───── Material provided

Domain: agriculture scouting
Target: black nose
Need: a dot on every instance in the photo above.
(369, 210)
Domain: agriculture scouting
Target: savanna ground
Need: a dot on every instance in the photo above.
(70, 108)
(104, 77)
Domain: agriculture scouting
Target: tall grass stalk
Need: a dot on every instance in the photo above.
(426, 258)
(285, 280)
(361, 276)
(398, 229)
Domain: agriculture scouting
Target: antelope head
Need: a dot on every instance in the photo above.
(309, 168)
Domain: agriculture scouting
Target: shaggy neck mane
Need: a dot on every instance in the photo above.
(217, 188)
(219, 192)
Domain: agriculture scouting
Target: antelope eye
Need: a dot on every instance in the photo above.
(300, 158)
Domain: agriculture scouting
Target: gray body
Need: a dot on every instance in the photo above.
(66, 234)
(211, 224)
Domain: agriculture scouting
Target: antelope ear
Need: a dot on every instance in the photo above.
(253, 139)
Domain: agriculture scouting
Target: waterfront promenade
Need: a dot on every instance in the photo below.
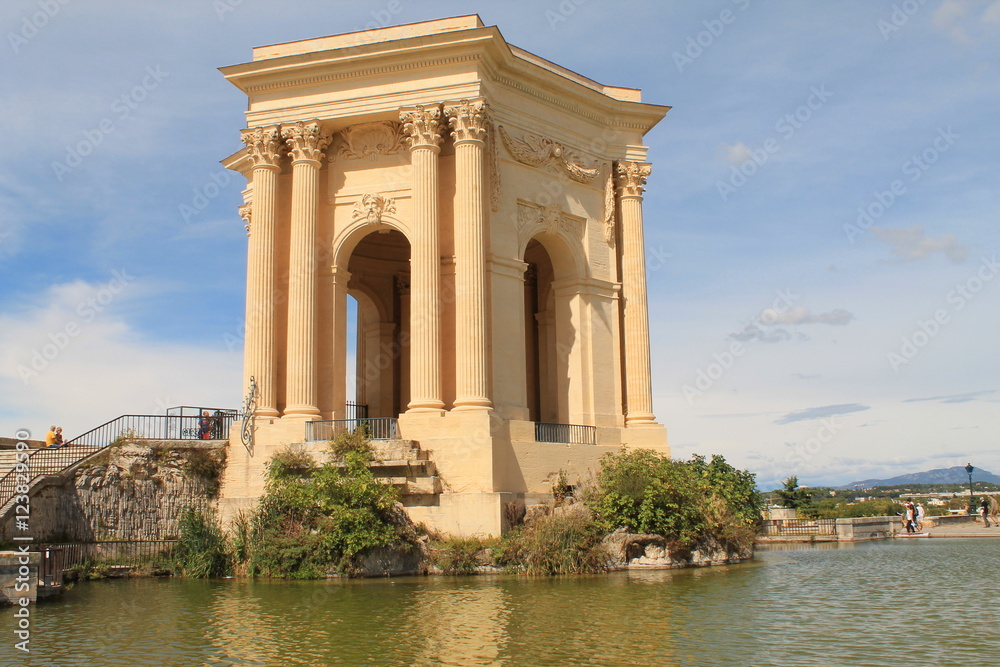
(963, 529)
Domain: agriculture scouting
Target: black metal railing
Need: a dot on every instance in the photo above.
(376, 428)
(792, 527)
(110, 553)
(36, 463)
(573, 434)
(185, 422)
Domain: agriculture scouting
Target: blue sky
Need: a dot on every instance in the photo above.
(821, 222)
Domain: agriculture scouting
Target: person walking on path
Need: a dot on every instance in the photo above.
(909, 515)
(204, 426)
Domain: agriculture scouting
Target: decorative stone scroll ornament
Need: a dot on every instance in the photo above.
(536, 151)
(631, 178)
(609, 206)
(306, 141)
(468, 120)
(265, 145)
(422, 126)
(372, 207)
(550, 218)
(370, 141)
(246, 212)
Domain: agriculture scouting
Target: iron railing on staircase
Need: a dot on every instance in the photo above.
(574, 434)
(32, 464)
(376, 428)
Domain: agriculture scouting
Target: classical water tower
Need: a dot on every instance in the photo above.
(483, 207)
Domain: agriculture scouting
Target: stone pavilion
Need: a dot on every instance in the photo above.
(482, 207)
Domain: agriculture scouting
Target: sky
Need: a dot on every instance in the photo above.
(821, 220)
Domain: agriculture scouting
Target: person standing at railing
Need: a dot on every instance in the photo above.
(204, 426)
(217, 419)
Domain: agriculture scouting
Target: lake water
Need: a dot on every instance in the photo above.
(916, 602)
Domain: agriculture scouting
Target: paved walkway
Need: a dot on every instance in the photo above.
(964, 529)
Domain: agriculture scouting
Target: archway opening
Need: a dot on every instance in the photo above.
(543, 366)
(379, 268)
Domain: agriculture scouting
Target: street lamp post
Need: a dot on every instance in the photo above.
(972, 502)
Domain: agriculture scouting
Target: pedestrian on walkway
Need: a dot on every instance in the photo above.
(204, 426)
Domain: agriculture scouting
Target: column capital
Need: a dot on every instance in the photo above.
(422, 125)
(468, 120)
(306, 141)
(630, 177)
(265, 145)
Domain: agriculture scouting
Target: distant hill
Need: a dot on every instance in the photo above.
(955, 475)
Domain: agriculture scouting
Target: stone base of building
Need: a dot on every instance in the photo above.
(486, 468)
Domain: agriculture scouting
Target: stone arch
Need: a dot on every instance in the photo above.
(550, 333)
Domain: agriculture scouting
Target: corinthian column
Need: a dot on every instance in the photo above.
(306, 142)
(264, 144)
(422, 127)
(630, 178)
(468, 124)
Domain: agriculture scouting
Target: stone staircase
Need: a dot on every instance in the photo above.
(398, 462)
(44, 461)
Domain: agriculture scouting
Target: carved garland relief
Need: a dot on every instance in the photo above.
(371, 207)
(537, 151)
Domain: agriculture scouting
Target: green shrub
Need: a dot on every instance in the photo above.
(202, 549)
(352, 443)
(461, 555)
(314, 517)
(688, 502)
(564, 543)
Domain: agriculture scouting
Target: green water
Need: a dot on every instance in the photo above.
(918, 602)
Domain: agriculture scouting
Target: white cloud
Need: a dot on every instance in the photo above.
(992, 13)
(735, 154)
(910, 243)
(71, 358)
(801, 315)
(947, 18)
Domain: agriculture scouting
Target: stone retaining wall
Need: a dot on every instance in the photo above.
(135, 492)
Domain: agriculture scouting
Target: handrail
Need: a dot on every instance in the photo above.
(54, 461)
(375, 428)
(573, 434)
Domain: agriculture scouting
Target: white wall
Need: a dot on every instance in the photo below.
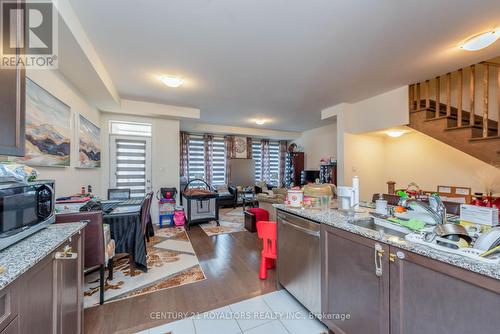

──────────

### Stated problem
Which lines in the records contain the string "railing", with case counting? Select each of those lines and copy it out in full.

### Answer
Target: black metal railing
Target: iron railing on staircase
Target: person standing at railing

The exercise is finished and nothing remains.